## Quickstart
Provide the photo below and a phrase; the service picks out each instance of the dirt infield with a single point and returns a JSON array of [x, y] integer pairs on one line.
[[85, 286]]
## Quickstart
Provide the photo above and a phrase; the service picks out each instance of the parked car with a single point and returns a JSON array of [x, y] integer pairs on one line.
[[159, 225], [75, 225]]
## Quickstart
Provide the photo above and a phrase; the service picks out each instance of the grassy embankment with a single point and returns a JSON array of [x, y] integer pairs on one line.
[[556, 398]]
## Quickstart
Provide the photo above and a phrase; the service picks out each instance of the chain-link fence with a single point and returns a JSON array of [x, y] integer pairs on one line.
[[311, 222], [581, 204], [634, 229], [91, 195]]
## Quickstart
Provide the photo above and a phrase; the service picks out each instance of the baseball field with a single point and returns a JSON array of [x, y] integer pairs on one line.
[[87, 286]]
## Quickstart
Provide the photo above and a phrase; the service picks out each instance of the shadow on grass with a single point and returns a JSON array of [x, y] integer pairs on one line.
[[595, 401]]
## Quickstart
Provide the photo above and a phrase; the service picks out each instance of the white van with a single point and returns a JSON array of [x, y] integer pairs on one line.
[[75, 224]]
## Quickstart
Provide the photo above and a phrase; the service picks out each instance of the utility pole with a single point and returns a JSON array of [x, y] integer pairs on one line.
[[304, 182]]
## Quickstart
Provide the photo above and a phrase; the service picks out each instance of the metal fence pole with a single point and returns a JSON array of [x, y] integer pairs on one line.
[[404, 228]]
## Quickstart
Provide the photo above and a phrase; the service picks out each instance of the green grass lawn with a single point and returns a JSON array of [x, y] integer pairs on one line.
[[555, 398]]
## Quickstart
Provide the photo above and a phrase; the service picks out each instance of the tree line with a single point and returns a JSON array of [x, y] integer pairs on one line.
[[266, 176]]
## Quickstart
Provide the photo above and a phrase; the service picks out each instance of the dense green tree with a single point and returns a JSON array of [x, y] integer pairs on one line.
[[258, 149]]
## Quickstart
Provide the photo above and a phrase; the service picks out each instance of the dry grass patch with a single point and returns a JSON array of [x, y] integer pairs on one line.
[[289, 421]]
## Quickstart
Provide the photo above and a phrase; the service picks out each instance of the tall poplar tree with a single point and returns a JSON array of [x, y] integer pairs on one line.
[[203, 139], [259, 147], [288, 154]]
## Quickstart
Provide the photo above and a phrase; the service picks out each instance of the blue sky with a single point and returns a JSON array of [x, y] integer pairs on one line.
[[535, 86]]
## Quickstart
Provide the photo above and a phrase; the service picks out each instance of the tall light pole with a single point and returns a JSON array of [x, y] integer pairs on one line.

Request: Please output all of the items above again, unchanged and line for line.

Task output:
## Quickstart
Provide the photo below and a phrase; the service picks out each instance of the dirt infield with a single point and returns a JSON array of [x, y] integer pairs on one line.
[[85, 286]]
## Quickstart
Provide the photo above and a phrase; the service picks out each instance of the parked car with a single point and returns a JSON array of [x, y] integer pairs on one line.
[[159, 225], [75, 225]]
## Quickstart
Provide the photo above and a phrase; the service picks out each instance of the grassy embankment with a single point and returns a JSON array of [x, y] integer pairs on one line.
[[556, 398]]
## Quickstart
Provide the photo above and a phrase; the service picks out each instance of the chain-link fence with a single point and returns a JSON array of [x, y] integer pairs on one line.
[[311, 222], [581, 204], [634, 229], [91, 195]]
## Quickstart
Provide the photo above and a phrase; the service picks out each instance of the baseball field with a single point and returns a JSON array of [x, y] integer pairs on one line.
[[87, 286]]
## Quickstart
Provide the photo above and a phrase; the service picks out each instance of the shadow on grass with a single point and returns a JSON array of [x, y] integer pairs on one line.
[[595, 401]]
## Quickstart
Provide the photo above and a phrase; the service picks out each instance of the white van with a single point and returns a JSON array of [x, y] integer pairs on one line.
[[75, 224]]
## Quickstart
Provide the photo above and a phrase; the service picks out each instance of the utility pole with a single point and returns a JSON array of [x, y] integer pairs on one line.
[[304, 182]]
## Quickstart
Provide the photo above and a phrase; the service picks out each instance of the metal fence pole with a single point and returns a JSON array of [x, y] integer pairs on one line.
[[404, 228]]
## Quickstart
Provide the photo above and a phrase; the service picks out each instance of the green grass lawn with a single point and returns a JSON array of [x, y] integer pairs on one line.
[[555, 398]]
## Quickstart
Provide the photo above and a phrase; the service picks out each instance of the tree line with a single point and returns a JSON array of [x, y] integer pairs on one line.
[[266, 176]]
## Quickstart
Provide the photo above and a phrase; the service picks out each instance of the dense green tree with a single point and returns a JSON array of [x, y] integer pairs on one line.
[[258, 149]]
## Quickstart
Provide the photo above and a phrase; the service picks out each instance of the dry grass patch with a single point and returns a JSON array of [x, y] integer pairs on one line.
[[289, 421]]
## Quickstart
Provide the photo above and a phrase; the service picks out each instance of the tall poplar tree with a single point and returns a JSON array of [x, y] integer pairs on one line.
[[203, 139], [259, 147], [288, 154]]
## Quickstart
Provide the photo above and a phrase; the service picks out each instance of the blue sky with a single point and returns a JSON array of [x, y] integer pairs on one line.
[[535, 86]]
## Quickstart
Provide the photo above and a phrase; the service picks out each instance of the tall light pole with a single point and returns a JSON array of [x, y] integer pairs on one line.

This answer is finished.